## Stored items
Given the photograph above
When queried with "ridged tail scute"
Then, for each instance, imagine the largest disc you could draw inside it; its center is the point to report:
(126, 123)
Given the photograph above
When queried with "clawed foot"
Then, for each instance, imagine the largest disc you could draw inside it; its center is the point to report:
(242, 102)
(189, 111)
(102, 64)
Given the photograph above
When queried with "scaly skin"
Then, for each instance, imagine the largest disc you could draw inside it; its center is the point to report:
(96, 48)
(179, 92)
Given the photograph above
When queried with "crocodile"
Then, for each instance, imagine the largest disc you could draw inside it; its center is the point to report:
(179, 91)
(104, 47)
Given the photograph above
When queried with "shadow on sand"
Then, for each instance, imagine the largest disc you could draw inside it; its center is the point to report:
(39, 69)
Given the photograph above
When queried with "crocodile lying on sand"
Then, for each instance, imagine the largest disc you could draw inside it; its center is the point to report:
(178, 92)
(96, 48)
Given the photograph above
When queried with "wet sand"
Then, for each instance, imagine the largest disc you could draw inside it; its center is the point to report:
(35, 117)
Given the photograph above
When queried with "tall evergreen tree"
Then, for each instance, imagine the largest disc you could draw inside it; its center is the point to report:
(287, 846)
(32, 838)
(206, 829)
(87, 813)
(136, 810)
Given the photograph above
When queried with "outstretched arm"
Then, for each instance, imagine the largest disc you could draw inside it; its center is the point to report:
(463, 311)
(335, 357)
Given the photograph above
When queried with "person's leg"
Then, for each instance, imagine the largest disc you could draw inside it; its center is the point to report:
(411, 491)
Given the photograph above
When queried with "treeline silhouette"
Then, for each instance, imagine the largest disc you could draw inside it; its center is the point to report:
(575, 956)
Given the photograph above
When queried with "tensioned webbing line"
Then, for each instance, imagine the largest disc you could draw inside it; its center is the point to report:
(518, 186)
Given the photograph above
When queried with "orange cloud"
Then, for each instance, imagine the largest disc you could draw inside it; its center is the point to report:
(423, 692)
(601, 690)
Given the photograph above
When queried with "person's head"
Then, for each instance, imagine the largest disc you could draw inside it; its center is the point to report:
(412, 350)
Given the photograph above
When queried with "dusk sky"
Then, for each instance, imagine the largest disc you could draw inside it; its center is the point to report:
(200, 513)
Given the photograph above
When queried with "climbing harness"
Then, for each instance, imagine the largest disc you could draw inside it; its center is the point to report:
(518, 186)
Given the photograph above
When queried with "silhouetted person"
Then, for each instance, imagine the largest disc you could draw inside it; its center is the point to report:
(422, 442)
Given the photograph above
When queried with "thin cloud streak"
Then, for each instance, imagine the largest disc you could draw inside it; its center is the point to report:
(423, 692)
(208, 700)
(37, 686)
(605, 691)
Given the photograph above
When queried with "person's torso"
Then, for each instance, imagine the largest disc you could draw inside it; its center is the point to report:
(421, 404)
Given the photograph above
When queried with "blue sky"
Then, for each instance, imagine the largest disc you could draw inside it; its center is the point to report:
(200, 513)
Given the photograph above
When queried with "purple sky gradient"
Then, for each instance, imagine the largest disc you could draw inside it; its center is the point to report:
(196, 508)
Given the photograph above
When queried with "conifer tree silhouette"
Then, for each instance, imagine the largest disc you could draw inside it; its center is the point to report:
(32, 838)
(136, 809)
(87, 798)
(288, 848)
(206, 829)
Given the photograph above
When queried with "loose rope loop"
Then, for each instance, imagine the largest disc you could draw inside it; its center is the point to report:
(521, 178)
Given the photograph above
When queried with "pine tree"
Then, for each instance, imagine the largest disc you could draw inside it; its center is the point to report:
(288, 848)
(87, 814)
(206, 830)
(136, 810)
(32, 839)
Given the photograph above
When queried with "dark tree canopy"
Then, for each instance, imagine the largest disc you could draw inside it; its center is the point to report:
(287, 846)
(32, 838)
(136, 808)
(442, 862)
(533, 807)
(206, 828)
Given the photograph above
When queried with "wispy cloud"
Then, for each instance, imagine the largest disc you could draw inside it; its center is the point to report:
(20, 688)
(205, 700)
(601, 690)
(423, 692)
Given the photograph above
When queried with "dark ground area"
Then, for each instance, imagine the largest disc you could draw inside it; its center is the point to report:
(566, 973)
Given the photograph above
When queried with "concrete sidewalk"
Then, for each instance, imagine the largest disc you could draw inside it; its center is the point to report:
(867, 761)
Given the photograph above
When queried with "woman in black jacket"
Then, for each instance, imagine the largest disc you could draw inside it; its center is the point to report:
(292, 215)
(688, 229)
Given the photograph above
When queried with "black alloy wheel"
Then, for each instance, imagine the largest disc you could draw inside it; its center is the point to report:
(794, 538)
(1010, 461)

---

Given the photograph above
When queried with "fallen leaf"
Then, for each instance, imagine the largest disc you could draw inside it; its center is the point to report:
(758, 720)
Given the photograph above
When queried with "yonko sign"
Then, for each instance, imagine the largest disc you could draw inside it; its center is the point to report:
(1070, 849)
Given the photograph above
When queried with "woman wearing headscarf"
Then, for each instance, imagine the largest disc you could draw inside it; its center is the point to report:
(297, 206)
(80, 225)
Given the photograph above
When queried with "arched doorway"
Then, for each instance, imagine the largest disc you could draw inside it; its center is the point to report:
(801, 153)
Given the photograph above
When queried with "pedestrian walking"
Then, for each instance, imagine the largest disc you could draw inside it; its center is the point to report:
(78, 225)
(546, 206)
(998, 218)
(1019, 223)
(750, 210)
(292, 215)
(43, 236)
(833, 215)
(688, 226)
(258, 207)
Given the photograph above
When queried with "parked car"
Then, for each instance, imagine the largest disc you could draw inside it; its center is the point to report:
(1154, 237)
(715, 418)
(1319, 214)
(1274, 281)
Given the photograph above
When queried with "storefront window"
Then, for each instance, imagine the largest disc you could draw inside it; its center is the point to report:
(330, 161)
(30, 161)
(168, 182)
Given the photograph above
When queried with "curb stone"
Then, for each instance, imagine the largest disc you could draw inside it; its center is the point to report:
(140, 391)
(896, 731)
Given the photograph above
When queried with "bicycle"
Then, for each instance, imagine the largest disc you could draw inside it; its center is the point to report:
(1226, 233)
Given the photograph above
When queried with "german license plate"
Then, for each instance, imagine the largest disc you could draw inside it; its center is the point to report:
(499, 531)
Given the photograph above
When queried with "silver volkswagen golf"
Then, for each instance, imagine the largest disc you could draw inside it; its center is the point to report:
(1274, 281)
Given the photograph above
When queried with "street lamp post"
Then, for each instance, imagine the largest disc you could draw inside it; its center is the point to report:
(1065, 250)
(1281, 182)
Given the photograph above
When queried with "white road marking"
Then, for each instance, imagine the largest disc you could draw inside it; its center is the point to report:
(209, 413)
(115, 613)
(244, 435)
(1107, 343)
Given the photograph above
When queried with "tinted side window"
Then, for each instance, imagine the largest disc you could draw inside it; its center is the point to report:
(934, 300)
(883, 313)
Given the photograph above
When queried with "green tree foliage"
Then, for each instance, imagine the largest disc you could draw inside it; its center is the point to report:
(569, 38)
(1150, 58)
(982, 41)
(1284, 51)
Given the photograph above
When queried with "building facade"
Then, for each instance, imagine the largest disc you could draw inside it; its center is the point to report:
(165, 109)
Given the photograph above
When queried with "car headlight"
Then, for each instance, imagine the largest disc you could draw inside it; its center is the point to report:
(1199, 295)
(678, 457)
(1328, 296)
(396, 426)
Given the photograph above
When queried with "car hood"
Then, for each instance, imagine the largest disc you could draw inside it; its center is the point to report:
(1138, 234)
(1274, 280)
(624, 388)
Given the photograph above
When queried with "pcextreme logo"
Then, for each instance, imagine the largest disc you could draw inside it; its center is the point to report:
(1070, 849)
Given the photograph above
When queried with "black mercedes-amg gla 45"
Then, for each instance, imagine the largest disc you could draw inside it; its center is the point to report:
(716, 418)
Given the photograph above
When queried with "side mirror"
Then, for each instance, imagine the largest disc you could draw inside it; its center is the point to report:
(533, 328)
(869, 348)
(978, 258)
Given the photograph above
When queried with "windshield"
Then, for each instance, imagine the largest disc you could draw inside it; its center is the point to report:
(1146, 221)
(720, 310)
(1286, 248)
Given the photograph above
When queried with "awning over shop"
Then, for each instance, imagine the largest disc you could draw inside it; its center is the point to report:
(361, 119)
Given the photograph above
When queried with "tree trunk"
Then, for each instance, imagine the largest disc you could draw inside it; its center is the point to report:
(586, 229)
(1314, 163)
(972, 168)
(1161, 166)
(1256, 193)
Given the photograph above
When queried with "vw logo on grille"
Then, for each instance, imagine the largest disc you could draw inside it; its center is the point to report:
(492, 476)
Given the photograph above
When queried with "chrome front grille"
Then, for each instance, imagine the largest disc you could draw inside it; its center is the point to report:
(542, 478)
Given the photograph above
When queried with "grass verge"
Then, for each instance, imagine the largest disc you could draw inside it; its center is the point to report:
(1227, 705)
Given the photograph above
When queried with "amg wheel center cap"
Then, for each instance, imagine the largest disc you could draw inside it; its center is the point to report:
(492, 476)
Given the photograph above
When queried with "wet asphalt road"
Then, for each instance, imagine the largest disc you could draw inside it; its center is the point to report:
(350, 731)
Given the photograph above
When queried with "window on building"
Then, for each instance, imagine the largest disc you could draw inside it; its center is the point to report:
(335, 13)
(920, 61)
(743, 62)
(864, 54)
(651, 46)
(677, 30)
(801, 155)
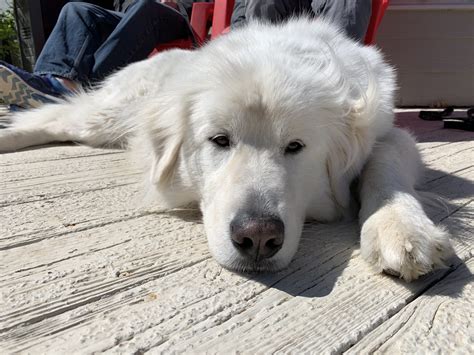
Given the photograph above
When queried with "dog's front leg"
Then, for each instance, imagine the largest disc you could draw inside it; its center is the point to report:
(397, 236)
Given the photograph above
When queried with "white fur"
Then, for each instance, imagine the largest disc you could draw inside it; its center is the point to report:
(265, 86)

## What to produce
Find every line in the records above that holds the word "wheel", and copy each one.

## Task solution
When queried with "black alloy wheel"
When queried with "amg wheel center cap"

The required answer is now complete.